Material provided: Begin
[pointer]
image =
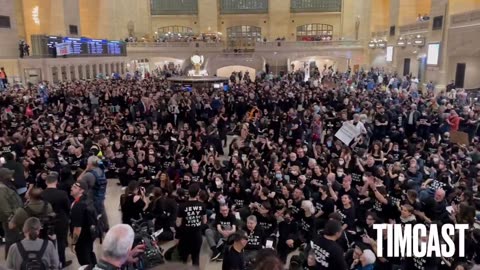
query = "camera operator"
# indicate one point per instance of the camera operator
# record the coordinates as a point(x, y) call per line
Material provided: End
Your task:
If an entry contains a picture, skip the picture and reproduce everything else exactly.

Response to the exercise:
[pointer]
image =
query = "camera operator"
# indicate one point per instance of the camera operator
# record the coordinates as a point(x, y) call per line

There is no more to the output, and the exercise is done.